# ACTIVITY A:
In the forum thread below, what is GT:HD Classic described as being?
# ACTIVITY B:
Continue the forum thread on game pricing and microtransactions from the point where it stops.

##### PAGE TEXT #####

And there is still going to be GT:HD Classic (which is basically GT4 for the PS3) and an actual GT5. This is apparently just a way for people to be able to play GT5, while the developers are still working on it, and on an a la carte basis


I don't think it's a good thing, but it's not like Sony is the one that opened the Pandora's box of "microtransactions"
 

As others have said - that is not GT5.

trancejeremy has the right of it. (And again, decrying Sony while ignoring MS's role in the pioneering of all these things continues to be dishonest.)
 

I think microtransactions are a good thing for the most part. Sure paying anything, even less than two bucks for horse armor in Oblivion is pretty dumb but you know what they say about fools and money.

On the other hand, paying 5 bucks for Mario on the Wii or for Time Pilot (Time Pilot!!!) on X-box 360 is cool as heck.

Most of the snark in my comment was directed at those who scoffed at my notion that PS 3 games would be more expensive because they were more expensive to produce. Clearly this is the case and we now have developers struggling to figure out how they're going to sell PS3 games and make a decent return on them.

At least that's what *I* read in that article.
 


Vigilance said:
Most of the snark in my comment was directed at those who scoffed at my notion that PS 3 games would be more expensive because they were more expensive to produce. Clearly this is the case and we now have developers struggling to figure out how they're going to sell PS3 games and make a decent return on them.

Shorter games, of course this makes the Wii interesting to me. By not ramping up the processing potential (i.e. the graphics) the way MS and Sony did they eliminated the biggest cost increase for development.

Will potentially cheaper games and real evolution in gameplay win out over shinier graphics, or will gamers finally prove that they're just technologically addicted ferrets?

##### GIVEN RECORDS #####

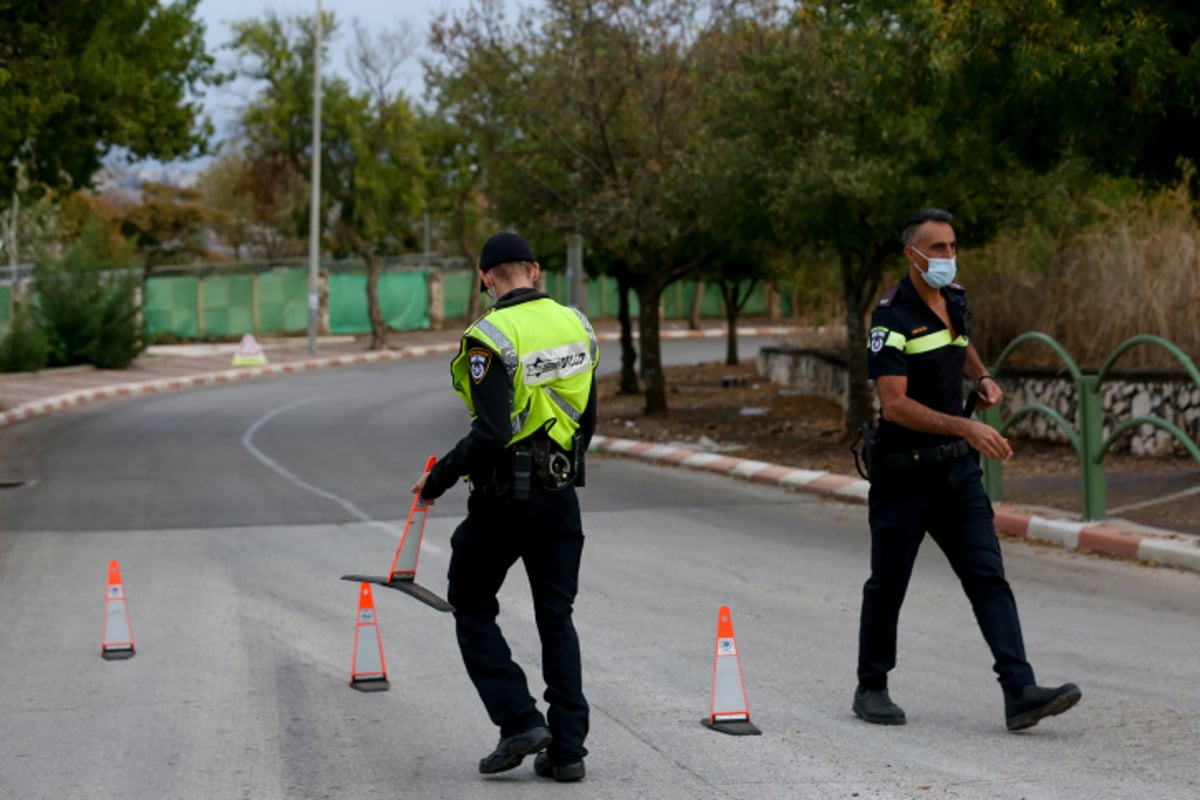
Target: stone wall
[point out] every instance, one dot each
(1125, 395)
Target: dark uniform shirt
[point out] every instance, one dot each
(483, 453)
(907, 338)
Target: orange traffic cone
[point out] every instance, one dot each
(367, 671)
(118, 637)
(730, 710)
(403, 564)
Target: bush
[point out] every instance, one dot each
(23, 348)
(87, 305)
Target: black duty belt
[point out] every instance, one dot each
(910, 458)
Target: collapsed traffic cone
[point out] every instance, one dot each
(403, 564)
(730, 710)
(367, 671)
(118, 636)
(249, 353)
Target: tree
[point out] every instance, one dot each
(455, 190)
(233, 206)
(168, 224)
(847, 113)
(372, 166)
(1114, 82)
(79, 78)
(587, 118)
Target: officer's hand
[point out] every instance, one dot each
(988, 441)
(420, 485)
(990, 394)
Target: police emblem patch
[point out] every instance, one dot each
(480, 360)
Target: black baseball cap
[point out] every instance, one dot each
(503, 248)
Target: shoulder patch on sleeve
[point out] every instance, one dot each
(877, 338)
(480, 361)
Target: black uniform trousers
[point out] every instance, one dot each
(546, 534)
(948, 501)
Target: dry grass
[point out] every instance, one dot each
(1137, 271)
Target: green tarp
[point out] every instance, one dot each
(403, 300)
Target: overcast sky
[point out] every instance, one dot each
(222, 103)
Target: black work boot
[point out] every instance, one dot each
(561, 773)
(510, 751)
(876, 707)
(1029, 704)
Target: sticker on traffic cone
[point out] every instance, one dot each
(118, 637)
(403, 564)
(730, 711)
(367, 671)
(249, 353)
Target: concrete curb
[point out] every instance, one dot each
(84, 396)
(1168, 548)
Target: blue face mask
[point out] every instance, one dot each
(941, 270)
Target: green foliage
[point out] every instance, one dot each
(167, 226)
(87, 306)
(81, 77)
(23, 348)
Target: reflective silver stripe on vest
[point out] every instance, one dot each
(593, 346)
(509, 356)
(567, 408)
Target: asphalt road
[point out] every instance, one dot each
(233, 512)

#####
##### GIVEN RECORDS #####

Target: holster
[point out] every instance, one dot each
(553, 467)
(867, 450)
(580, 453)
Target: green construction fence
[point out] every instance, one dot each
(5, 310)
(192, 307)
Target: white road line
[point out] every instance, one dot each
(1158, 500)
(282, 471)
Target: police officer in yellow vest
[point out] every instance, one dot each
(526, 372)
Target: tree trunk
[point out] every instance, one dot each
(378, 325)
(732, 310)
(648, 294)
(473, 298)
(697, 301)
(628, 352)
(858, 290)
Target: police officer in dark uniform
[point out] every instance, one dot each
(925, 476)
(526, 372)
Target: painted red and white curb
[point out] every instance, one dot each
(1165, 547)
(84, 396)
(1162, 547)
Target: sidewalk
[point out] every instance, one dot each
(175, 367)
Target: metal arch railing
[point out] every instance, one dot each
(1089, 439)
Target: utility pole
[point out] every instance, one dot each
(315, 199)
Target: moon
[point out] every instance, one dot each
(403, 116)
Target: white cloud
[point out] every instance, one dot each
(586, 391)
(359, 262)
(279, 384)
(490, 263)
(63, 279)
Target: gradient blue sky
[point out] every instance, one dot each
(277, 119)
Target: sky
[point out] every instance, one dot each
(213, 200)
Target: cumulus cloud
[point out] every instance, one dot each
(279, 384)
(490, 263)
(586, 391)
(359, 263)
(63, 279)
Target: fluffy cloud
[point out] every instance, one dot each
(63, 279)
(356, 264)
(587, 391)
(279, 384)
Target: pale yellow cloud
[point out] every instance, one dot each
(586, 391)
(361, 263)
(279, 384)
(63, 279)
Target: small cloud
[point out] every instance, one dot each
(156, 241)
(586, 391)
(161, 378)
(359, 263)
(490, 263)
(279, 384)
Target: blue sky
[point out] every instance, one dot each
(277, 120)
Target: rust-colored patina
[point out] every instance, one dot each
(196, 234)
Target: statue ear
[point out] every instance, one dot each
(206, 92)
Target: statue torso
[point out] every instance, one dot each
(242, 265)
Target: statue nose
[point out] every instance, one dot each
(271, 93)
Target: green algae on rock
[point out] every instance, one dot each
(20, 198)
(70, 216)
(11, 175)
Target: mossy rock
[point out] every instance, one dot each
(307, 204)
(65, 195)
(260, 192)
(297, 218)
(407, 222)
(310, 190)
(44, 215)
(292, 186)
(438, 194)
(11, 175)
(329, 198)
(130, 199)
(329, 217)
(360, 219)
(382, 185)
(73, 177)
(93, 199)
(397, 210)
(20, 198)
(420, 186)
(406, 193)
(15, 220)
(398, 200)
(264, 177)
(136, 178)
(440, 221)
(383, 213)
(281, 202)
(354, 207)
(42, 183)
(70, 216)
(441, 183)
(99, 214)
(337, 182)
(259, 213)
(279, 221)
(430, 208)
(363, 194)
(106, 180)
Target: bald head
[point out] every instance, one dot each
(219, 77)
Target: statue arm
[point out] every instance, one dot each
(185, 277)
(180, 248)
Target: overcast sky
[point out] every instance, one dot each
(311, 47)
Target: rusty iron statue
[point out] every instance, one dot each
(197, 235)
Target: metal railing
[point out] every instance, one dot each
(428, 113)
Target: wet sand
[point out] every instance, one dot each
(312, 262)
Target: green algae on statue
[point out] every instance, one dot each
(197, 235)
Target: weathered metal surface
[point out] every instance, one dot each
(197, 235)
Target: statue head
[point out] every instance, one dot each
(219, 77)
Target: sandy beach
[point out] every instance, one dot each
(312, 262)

#####
##### GIVEN RECORDS #####

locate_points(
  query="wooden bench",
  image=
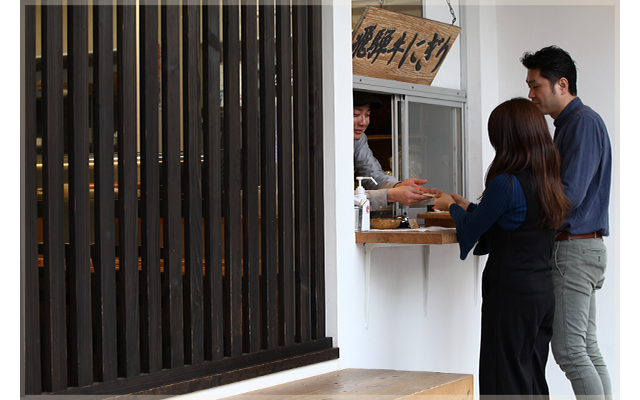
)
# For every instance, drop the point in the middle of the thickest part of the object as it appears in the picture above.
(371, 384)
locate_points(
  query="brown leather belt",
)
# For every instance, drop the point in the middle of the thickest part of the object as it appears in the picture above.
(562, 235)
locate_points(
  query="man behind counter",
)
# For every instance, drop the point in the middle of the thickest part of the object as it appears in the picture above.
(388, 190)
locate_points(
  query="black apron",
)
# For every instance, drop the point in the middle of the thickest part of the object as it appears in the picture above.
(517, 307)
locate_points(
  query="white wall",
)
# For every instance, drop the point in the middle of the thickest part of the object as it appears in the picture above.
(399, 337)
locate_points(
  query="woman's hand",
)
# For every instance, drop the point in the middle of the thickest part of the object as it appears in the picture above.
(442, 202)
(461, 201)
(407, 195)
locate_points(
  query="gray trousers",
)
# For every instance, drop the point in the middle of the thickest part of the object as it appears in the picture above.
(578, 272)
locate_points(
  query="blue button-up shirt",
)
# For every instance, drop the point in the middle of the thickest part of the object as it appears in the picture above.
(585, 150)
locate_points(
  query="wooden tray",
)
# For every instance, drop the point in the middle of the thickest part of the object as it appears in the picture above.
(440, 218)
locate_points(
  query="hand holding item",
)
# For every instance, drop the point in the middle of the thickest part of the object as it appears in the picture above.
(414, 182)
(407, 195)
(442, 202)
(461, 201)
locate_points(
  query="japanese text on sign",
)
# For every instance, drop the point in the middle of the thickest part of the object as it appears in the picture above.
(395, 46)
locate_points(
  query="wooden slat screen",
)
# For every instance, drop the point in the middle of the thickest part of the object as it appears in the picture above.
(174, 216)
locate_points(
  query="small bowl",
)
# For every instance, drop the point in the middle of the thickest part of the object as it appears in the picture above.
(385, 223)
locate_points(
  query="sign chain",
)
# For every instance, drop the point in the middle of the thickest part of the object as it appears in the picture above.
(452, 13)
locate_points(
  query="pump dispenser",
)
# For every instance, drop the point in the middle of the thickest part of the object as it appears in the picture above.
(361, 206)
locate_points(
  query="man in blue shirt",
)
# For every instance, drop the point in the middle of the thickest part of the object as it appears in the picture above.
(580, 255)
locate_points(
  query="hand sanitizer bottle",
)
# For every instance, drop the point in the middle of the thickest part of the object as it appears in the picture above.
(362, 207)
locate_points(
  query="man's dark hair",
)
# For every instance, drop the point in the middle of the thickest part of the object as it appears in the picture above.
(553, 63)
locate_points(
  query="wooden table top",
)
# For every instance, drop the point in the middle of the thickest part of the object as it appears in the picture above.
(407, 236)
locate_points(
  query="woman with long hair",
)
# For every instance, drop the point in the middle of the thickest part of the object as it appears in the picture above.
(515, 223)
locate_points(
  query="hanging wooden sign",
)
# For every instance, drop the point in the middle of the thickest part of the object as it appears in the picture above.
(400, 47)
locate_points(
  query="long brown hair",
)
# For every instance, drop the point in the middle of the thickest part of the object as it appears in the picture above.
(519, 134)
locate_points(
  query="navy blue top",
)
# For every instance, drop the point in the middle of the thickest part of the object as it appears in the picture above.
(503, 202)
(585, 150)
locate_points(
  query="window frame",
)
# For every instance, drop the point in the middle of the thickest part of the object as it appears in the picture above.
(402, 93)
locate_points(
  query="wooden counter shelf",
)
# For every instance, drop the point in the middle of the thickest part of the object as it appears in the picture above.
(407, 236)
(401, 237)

#####

# EXERCISE RESULT A:
Basically GT4 for the PS3.

# EXERCISE RESULT B:
Personally, I am wary of Microtransactions as a whole.

Sure, $5 for Time Pilot sounds nice enough. But I bought Time Pilot 10 years ago as part of a $20 collection of 10 Konami games on a cd for the PS1. Which played on the PS2, and which hopefully will play on the PS3. (Unless they break the backwards compatiblity like MS did with the 360.)

And I can turn around and re-sell that collection to someone else. Something that cannot be done with Microtransaction games. I see the whole microtransactions as a backdoor way of not selling software, but licences.

Also, why is that bit about plunking quarters in the PS3 true, but the same isn't for the 360, when the same thing is happening with Lumines on Live? Worse, even.

Basically for $10, you only get part of the game. Once you get through that, you have to buy the rest of the levels for $10 more. And more songs and skins for more $. I fail to see how that is any different than what Sony is doing.


Anyway, game prices are still pretty low compared to the SNES/Genesis days, even at $60. Back then RPGs were $100 or more in some cases. (I think Phantasy Star IV was $120). It's pretty much entirely due to Sony that games dropped to $50 in the first place (since they went with cds which are cheap to press) and they are also the ones to pioneer $20 games.